Text block:
--------------------------------

I must admit I have very little faith in insurance; I usually describe it as follows:
"Friend promises to pick you from work every day for 1 year. He religiously shows up at 5pm for a few weeks, but if you work late or it rains (and thus need the ride more), he will say he's caught up or something like that. So despite having a guaranteed ride home every day, when it rains you will have to take boda in the rain or stand at taxi stop for hours. You know how it gets when it rains in Kampala!"
My relationship with a couple of health insurance providers has been like this. They have paid for run-of-the-mill medical instances, but when it comes to something more serious, or expensive, the kind that you’d be glad to have lifted off your wallet, miraculously it’s not covered by insurance. Mostly because of a certain term or condition that wasn’t brought to your attention earlier.
How are you supposed to depend on such a person? How can you avoid being suspicious of this guy even if one particular day he parked outside office and waited for you for 3 hours to hand in a certain assignment at work? How about the many other times that you needed him and he wasn’t there? That was only once. Or maybe he hasn’t even done that once. Yet he gave you his word.
Insurers have been known to expend more effort in looking for every possibility to get them out of paying a claim than in educating the insured at the time of signing the policy.
Looking at Benon Herbert Oluka's story, it seems the claim process dragged on as they tried to find a way to not pay. Then they found it. But what about the money they had already paid for the car repair? How could the car be covered when rented but not the passengers? Wouldn't that clause remove all their responsibility including the car repair? Oh, ICEA has threatened to sue him, so let me stop here before I get served.
Other examples of the irony of insurance, from comments on Facebook and Observer website on the case of Benon Herbert Oluka Vs ICEA:
* "If you die wearing a Besigye T-shirt", your life insurance policy won't pay your survivors. It will be considered political."
* "If you died of a disease related to HIV, insurance won't pay on your life policy."
* “You will not get compensated if your car is damaged during a riot, demonstration etc”

--------------------------------

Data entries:
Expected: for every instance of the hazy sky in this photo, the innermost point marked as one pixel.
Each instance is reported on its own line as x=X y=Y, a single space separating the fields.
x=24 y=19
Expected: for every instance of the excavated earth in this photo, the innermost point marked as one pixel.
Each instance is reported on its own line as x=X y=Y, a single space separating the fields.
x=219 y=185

--------------------------------

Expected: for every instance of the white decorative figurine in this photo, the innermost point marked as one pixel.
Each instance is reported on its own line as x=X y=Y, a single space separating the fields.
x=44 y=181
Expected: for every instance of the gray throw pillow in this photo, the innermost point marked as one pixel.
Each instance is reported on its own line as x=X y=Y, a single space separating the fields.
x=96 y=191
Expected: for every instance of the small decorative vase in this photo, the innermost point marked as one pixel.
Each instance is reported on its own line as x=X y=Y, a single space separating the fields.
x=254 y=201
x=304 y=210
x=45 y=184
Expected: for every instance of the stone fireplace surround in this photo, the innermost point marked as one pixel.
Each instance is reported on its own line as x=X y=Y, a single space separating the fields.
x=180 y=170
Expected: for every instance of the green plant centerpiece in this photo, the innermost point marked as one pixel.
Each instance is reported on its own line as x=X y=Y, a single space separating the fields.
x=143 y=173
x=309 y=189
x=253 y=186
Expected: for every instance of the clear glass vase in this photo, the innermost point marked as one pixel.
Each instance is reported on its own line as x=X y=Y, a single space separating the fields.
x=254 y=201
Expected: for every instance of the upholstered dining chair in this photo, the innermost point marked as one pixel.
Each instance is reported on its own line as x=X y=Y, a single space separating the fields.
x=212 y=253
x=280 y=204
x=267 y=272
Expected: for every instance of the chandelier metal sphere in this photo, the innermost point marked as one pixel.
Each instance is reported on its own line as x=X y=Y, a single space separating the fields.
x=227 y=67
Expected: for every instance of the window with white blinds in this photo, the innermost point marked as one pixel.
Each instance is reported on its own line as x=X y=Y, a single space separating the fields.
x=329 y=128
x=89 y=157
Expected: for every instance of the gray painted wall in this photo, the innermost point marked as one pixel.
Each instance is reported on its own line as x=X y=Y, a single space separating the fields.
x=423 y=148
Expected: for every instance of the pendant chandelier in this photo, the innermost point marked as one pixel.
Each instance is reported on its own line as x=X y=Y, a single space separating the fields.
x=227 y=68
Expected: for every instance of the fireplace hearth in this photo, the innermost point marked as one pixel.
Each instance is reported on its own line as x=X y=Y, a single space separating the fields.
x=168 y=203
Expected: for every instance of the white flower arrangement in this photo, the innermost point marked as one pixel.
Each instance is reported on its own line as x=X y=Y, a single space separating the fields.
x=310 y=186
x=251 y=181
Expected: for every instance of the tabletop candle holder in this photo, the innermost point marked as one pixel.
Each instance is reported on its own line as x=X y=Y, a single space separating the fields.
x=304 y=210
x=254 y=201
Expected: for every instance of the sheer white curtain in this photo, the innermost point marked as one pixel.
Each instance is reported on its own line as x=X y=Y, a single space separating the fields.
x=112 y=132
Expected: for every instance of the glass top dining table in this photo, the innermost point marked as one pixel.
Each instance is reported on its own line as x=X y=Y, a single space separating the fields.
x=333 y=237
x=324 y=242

--------------------------------

What the task requires: Extract the whole insurance post word for word. Work only from the insurance post and ignore the records.

Solution to this exercise:
I must admit I have very little faith in insurance; I usually describe it as follows:
"Friend promises to pick you from work every day for 1 year. He religiously shows up at 5pm for a few weeks, but if you work late or it rains (and thus need the ride more), he will say he's caught up or something like that. So despite having a guaranteed ride home every day, when it rains you will have to take boda in the rain or stand at taxi stop for hours. You know how it gets when it rains in Kampala!"
My relationship with a couple of health insurance providers has been like this. They have paid for run-of-the-mill medical instances, but when it comes to something more serious, or expensive, the kind that you’d be glad to have lifted off your wallet, miraculously it’s not covered by insurance. Mostly because of a certain term or condition that wasn’t brought to your attention earlier.
How are you supposed to depend on such a person? How can you avoid being suspicious of this guy even if one particular day he parked outside office and waited for you for 3 hours to hand in a certain assignment at work? How about the many other times that you needed him and he wasn’t there? That was only once. Or maybe he hasn’t even done that once. Yet he gave you his word.
Insurers have been known to expend more effort in looking for every possibility to get them out of paying a claim than in educating the insured at the time of signing the policy.
Looking at Benon Herbert Oluka's story, it seems the claim process dragged on as they tried to find a way to not pay. Then they found it. But what about the money they had already paid for the car repair? How could the car be covered when rented but not the passengers? Wouldn't that clause remove all their responsibility including the car repair? Oh, ICEA has threatened to sue him, so let me stop here before I get served.
Other examples of the irony of insurance, from comments on Facebook and Observer website on the case of Benon Herbert Oluka Vs ICEA:
* "If you die wearing a Besigye T-shirt", your life insurance policy won't pay your survivors. It will be considered political."
* "If you died of a disease related to HIV, insurance won't pay on your life policy."
* “You will not get compensated if your car is damaged during a riot, demonstration etc”